* **WHAT IS NEEDED**
Rewrite the items below with each "grassy lawn" changed to "green meadow" and everything else left as it is. Leave the pictures out.

* **DATA RECORDS**
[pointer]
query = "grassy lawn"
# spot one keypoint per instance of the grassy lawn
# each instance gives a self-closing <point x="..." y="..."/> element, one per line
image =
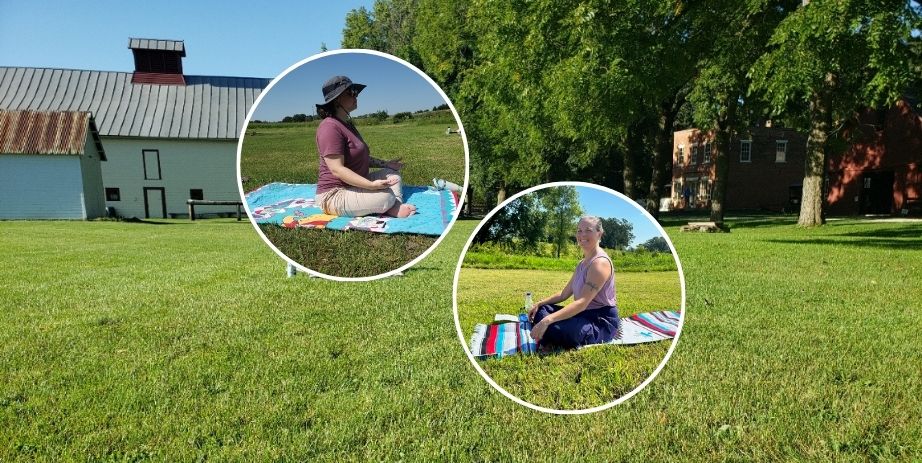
<point x="287" y="153"/>
<point x="184" y="341"/>
<point x="568" y="380"/>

* **EXERCISE ANSWER**
[pointer]
query = "green meadow"
# spot one keypoint per instance of the green meadow
# each instance gives a self-closing <point x="..." y="..."/> element, one per line
image =
<point x="287" y="153"/>
<point x="184" y="341"/>
<point x="568" y="380"/>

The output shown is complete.